EXTRAIT DE PAGE ▸
=======
Du produit de consommation au "produit intelligent"
Il n'est pas très éloigné le temps des corvées à la maison, des courses-galères du samedi après-midi, 47 % des Français les jugeant comme telles en 2000. Pour convaincre les consommateurs existants et les nouvelles cibles, les marques doivent être associées au plaisir et non pas seulement à l'efficacité, voire mieux proposer un produit intelligent. Les industriels de l'entretien et de l'hygiène semblent être en première ligne dans cette démarche dont le claim pourrait être : "il travaille, moi pas".
Le produit intelligent ou la réponse naturelle aux nouvelles occasions de
consommation comme aux nouvelles cibles. Déjà évoquée lors d'une précédente
rubrique (voir MM n° 52), les nouveaux modes de vie des consommateurs des pays
développés obligent les industriels à adapter leur offre. De plus, la faiblesse
des taux de croissance des marchés des biens de consommation (produits de
beauté inférieur à 5 %, biscuits autour de 2 %, sources : fabricants)
=======
DONNÉES SOURCES ▸
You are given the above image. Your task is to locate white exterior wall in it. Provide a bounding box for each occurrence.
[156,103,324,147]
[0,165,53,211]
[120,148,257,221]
=======
CONSIGNES DE TRAVAIL ▸
1: Reformulez sous forme de liste concise le paragraphe de l'extrait de page commençant par « Il n'est pas très éloigné le temps », en conservant ses faits essentiels.
2: Recopiez fidèlement le passage de l'extrait de page qui s'ouvre sur les mots contenant « Le produit intelligent » et se termine par « sources : fabricants) ».

RÉPONSES AUX CONSIGNES ▸
1:
- En 2000, 47 % des Français considéraient encore comme des corvées les tâches ménagères et les courses du samedi après-midi.
- Pour séduire les consommateurs actuels et les nouvelles cibles, les marques doivent être associées au plaisir, et pas seulement à l'efficacité, voire proposer un produit intelligent.
- Les industriels de l'entretien et de l'hygiène semblent en première ligne de cette démarche, dont le claim pourrait être « il travaille, moi pas ».

2:
Le produit intelligent ou la réponse naturelle aux nouvelles occasions de
consommation comme aux nouvelles cibles. Déjà évoquée lors d'une précédente
rubrique (voir MM n° 52), les nouveaux modes de vie des consommateurs des pays
développés obligent les industriels à adapter leur offre. De plus, la faiblesse
des taux de croissance des marchés des biens de consommation (produits de
beauté inférieur à 5 %, biscuits autour de 2 %, sources : fabricants)